Derrière les larmes de crocodile qu’il a versées, le gouvernement est indifférent à la souffrance de ceux qui ont été impliqués dans les événements. À ce sujet, rien de témoigne plus que les compensations dérisoires offertes aux victimes et à leurs familles. Par exemple, Nader Mozakka, qui a perdu sa femme dans les attentats, n’a reçu que £5.500 en compensation, alors que Martine Wright, qui a perdu ses deux jambes, a reçu £110.000.

La commémoration par le gouvernement constitue une honteuse tentative pour manipuler la peine de la population dans le but d’éliminer toute discussion critique sur les leçons politiques qui doivent être tirées de la pire atrocité terroriste jamais commise en territoire britannique. En ce qui concerne le gouvernement, le silence sur les circonstances entourant le 7 juillet et son contexte politique se poursuivra bien plus longtemps que les deux minutes réservées à la commémoration des victimes de l’attaque.

Le gouvernement du parti travailliste du premier ministre Tony Blair a passé les derniers jours précédant l’anniversaire à s’opposer aux demandes des parents de ceux qui ont été tués ou estropiés, qui exigent une enquête publique sur les attentats. Blair maintient qu’une telle enquête détournerait des ressources nécessaires à la guerre au terrorisme.

Son argument cynique fut soutenu par la ministre de la Culture Tessa Jowell, qui dirige la commémoration au nom du gouvernement. Elle se fit surprendre en plein mensonge lorsqu’elle affirma que l’enquête officielle sur le massacre de personnes qui manifestaient pour les droits civils en Irlande du Nord, le dimanche sanglant de 1972, avait coûté £400 millions. La véritable somme était en fait la moitié.

De toute façon, l’argument de Blair est fallacieux. Comment une enquête publique pourrait-elle nuire à une véritable tentative pour protéger la population contre les attaques terroristes?

D’abord, le gouvernement ne souhaite pas qu’il y ait une enquête parce que cela soulèverait des questions politiques sur le rôle qu’ont joué la guerre et l’occupation illégales de l’Irak à créer les conditions qui ont mené à l’atrocité du 7 juillet.

Des millions de personnes à travers la Grande-Bretagne et le monde s’étaient opposées à la guerre et avaient exprimé la crainte que, loin de protéger les innocents contre les attaques terroristes, l’indignation soulevée internationalement par l’agression néo-coloniale rendrait les populations des États-Unis et de la Grande-Bretagne encore plus vulnérables. Blair, dans sa ruée pour la création d’une sphère d’influence géopolitique pour le grand capital britannique au Moyen-Orient, dans le sillage de l’administration Bush, a négligé ces préoccupations et a mis les vies de chaque homme, femme et enfant en Grande-Bretagne en danger.

Encore aujourd’hui, le gouvernement insiste que la guerre en Irak n’a rien à voir avec l’augmentation de la menace terroriste. Pourquoi, alors, Blair a-t-il admis qu’il n’était «probablement pas la personne qui devait se présenter à la communauté musulmane», et pourquoi a-t-il demandé à Jowell, relativement peu connue, de présider les commémorations du 7 juillet?

### Consignes
1 - Relevez toutes les personnes que l'extrait sur les attentats du 7 juillet désigne par leur prénom et leur nom.
2 - Pour chaque affirmation, indiquez si elle concorde avec l'extrait sur les attentats du 7 juillet, en citant les mots du texte qui tranchent. (a) Martine Wright a reçu £110.000 en compensation. (b) L'enquête officielle sur le dimanche sanglant de 1972 a coûté £400 millions. (c) Tessa Jowell dirige la commémoration au nom du gouvernement.
3 - Recopiez le passage de l'extrait sur les attentats du 7 juillet qui commence par les mots contenant "Derrière les larmes" et se termine par "a reçu £110.000.".
Les lignes qui suivent proviennent d'une autre source.

### Données sources
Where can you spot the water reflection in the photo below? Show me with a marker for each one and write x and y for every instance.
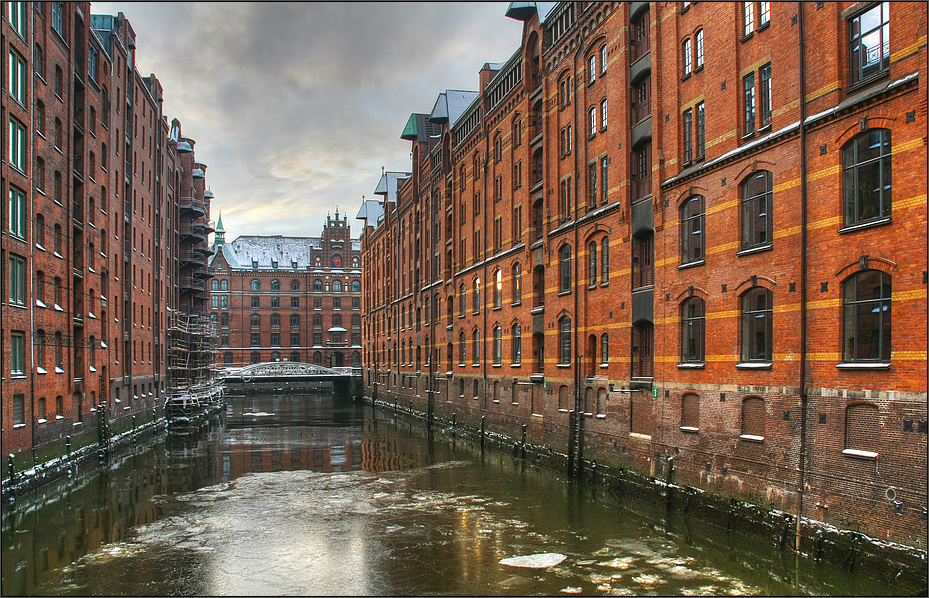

### Réponses attendues
1 - Nader Mozakka, Martine Wright, Tony Blair, Tessa Jowell

2 -
(a) Oui : « Martine Wright, qui a perdu ses deux jambes, a reçu £110.000 ».
(b) Non : « La véritable somme était en fait la moitié. »
(c) Oui : « qui dirige la commémoration au nom du gouvernement ».

3 -
Derrière les larmes de crocodile qu’il a versées, le gouvernement est indifférent à la souffrance de ceux qui ont été impliqués dans les événements. À ce sujet, rien de témoigne plus que les compensations dérisoires offertes aux victimes et à leurs familles. Par exemple, Nader Mozakka, qui a perdu sa femme dans les attentats, n’a reçu que £5.500 en compensation, alors que Martine Wright, qui a perdu ses deux jambes, a reçu £110.000.